WHAT NEEDS TO BE DONE> Copy every line of the records below word for word, leaving out the pictures.

Entries from an annotation dataset
>>>

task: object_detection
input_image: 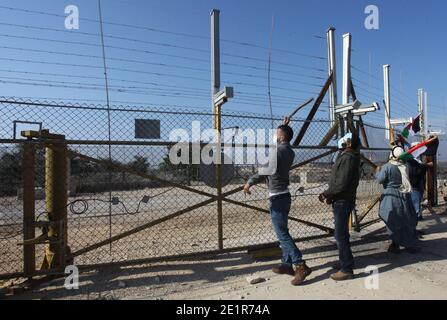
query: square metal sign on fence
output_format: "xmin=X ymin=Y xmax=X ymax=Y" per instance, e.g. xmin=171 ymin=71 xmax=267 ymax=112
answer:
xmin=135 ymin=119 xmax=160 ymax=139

<<<

ANSWER>
task: object_detection
input_image: 
query: square metal sign on fence
output_format: "xmin=X ymin=Y xmax=X ymax=Y" per instance, e.g. xmin=171 ymin=71 xmax=267 ymax=112
answer:
xmin=135 ymin=119 xmax=160 ymax=139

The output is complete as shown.